Reproduce word for word the lines of the data beginning with the line that contains "Where can the lip" and running through the final line of the data.

--- START ---

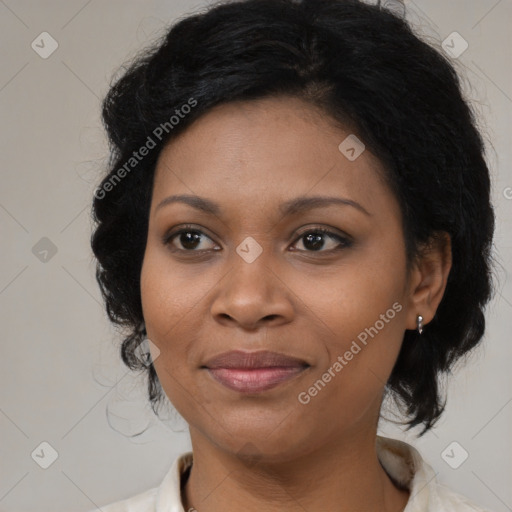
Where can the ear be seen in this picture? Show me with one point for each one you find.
(428, 279)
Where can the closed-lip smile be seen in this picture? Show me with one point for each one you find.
(254, 372)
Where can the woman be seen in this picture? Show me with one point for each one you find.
(297, 218)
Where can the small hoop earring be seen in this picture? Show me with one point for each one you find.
(419, 323)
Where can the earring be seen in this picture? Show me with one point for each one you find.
(419, 322)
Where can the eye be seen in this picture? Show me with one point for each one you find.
(314, 240)
(189, 238)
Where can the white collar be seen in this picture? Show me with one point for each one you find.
(401, 461)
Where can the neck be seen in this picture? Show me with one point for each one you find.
(344, 476)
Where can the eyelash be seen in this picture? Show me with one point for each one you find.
(344, 242)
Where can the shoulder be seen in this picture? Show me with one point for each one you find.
(143, 502)
(451, 501)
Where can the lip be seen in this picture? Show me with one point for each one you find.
(254, 372)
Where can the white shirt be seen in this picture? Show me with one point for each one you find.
(401, 461)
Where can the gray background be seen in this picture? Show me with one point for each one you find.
(59, 367)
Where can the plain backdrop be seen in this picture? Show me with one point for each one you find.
(59, 365)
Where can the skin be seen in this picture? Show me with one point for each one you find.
(268, 451)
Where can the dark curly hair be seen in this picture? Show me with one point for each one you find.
(365, 68)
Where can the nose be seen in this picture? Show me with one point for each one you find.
(252, 295)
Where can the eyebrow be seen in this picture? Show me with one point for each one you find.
(291, 207)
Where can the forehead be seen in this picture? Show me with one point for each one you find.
(252, 154)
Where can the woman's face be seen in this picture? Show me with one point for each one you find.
(255, 275)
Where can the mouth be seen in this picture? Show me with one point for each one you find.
(254, 372)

--- END ---

= WORKED ANSWER =
Where can the lip be seen in this picture? Show me with one point for each one you find.
(254, 372)
Where can the white shirt be seen in this picture? Show me with one point for each one you find.
(401, 461)
Where can the gray background be seen in this picture? Show me with one point for each one you find.
(59, 367)
Where can the plain backdrop be seen in this picture? Show me with one point for each one you find.
(59, 365)
Where can the skin be seen in this picture? Show me with one point for each one you find.
(268, 451)
Where can the dark curly hair be seen in this picture? Show me with one point for each one you find.
(365, 68)
Where can the nose be seen in this picture? Show me with one point for each one you find.
(252, 295)
Where can the eyebrow be seen in this picture? Show me with one point for each one you find.
(291, 207)
Where can the forehead be seen in this picture? Show me with one point for each one you find.
(252, 154)
Where can the woman's face be seen in this picture? Show me with one point for each one you find.
(255, 275)
Where can the mouth be seen in this picture? Show me with one point for each one you find.
(254, 372)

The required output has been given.